:: Items from a dataset ::
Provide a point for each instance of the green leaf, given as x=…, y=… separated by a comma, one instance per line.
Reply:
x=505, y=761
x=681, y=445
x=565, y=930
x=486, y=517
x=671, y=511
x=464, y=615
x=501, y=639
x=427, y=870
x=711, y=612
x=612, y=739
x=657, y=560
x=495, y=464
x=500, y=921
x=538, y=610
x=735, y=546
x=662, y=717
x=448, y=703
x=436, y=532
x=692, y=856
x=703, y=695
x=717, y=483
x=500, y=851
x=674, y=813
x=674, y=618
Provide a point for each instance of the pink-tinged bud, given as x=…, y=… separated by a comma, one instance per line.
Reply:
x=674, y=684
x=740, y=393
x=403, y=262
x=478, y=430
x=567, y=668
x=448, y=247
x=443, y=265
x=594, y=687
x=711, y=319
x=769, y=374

---

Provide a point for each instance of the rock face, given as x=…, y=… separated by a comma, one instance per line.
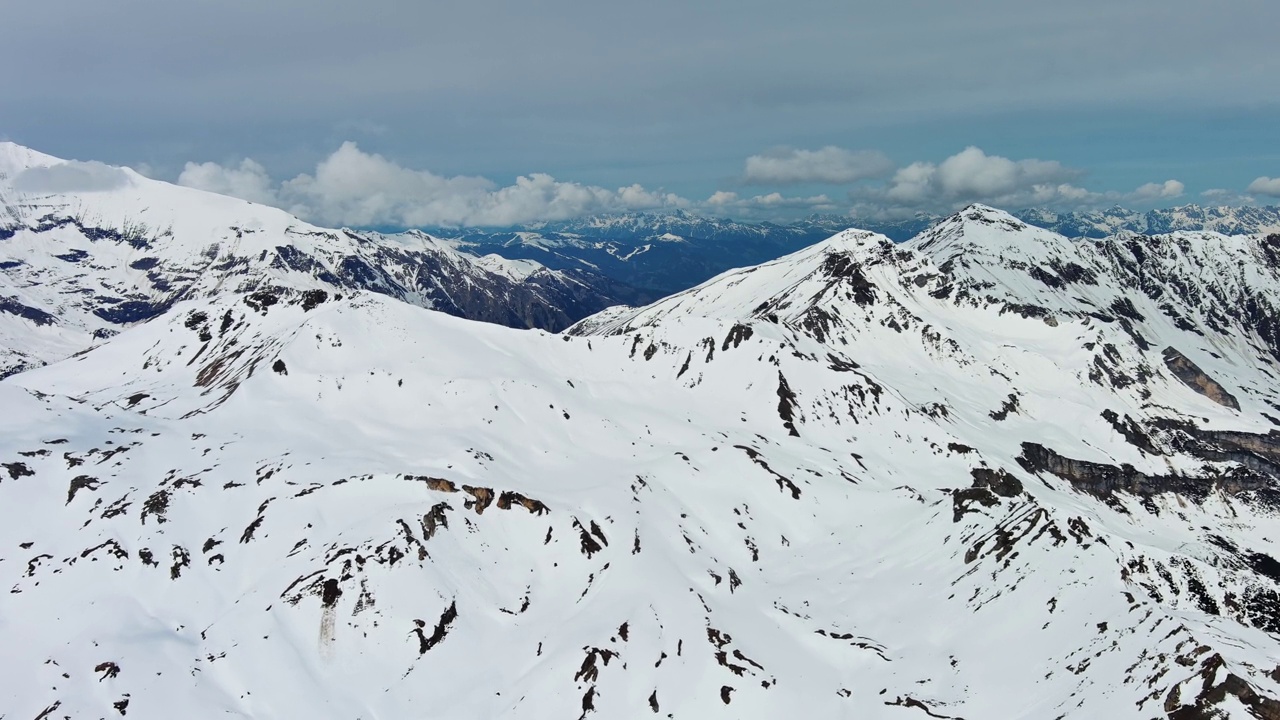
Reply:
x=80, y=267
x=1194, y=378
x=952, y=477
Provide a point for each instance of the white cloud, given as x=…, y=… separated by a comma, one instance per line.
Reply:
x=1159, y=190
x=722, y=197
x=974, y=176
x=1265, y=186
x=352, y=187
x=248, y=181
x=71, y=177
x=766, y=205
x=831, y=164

:: Action item ::
Task for the records above: copy every line in which the word "point" occurs.

:: Solution ::
Provide a point for each instance of the green leaf, given as x=…, y=… separated by a comma, one instance per line.
Provide a point for each instance of the pink-tinged bud, given as x=…, y=… separated by a comma, one instance per line.
Provide a point for each instance of the rock face, given as x=…, y=… separated by a comma, one instance per line.
Provide a point for each instance of the white cloud, given as x=…, y=… separated by a comma, one instance per line.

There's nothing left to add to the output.